• SOURCE DOCUMENT:
__________________________________________________

As a buyer for Snow Country, a luxury ski retailer no longer in existence, Cornell was under the mentorship of store owners Dick and Joan Osur, whom she worked with for fourteen years. The Osurs guided Cornell in the retail and wholesale realm in a manner which she applies to co-operating Cornell’s Jewelers today; she explained that they fueled her sense of business ethics, taught her the importance of establishing and maintaining relationships, and encouraged her finesse for keenly appealing to customer needs.
A Blind Date…
“Three of our friends tried to get us together,” said Cornell. She is speaking of her husband David, whom she was introduced to on a blind date in 1991.
At the time, David Cornell was working as a dealer at the business his father Harry started in 1923: Cornell’s Diamond Importers. Interestingly, the business was located on the eleventh floor of the Temple Building downtown.
When David and Olivia were married, Olivia knew very little about the jewelry industry, but her extensive retailing background was enough to provoke her interest, and eventually, allow her to contribute her expertise to her husband’s business. In 1997, she left her job and officially joined Cornell’s, bringing a fresh perspective and savvy eye in tow.
“David’s support, understanding, and commitment to trust me meant everything,” said Cornell.
What she lacked in jewelry experience, she made up for in determination.
“It was very intimidating at first,” admitted Cornell. “I began to study by reading magazines, talking with vendors, and going to trade shows.”
Cornell also used her retail and wholesale knowledge to appeal to a wider range of clientele. Equipped with a plethora of information and a dash of instinct, Cornell was able to convince her husband, who had been at the time “strictly a diamond dealer,” to broaden the collection. Olivia understood what the masses wanted.
“I would read trade journals, talk to vendors, see what friends were wearing. I kept watching advertisements. When I first started working here, I brought David to John Hardy. We agreed to buy the line, and he was one of our first designers. I was able to find certain things that worked in our community,” said Cornell. “David began to believe in me, to trust me, which was so important. I’m so lucky to be a part of such a dynamic, exciting business. I couldn’t ask for more.”

__________________________________________________

• DATA LINES:

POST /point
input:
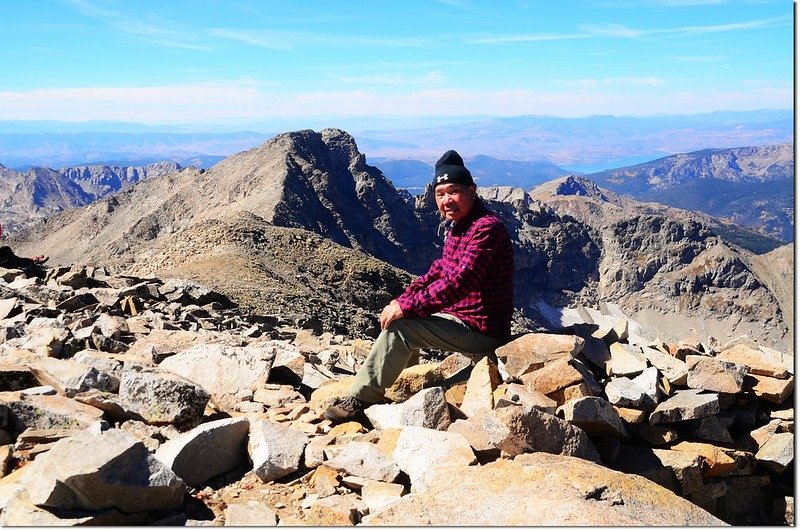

__________________________________________________

In the profile of Olivia Cornell, on which floor of the Temple Building was Cornell's Diamond Importers located?

The eleventh floor.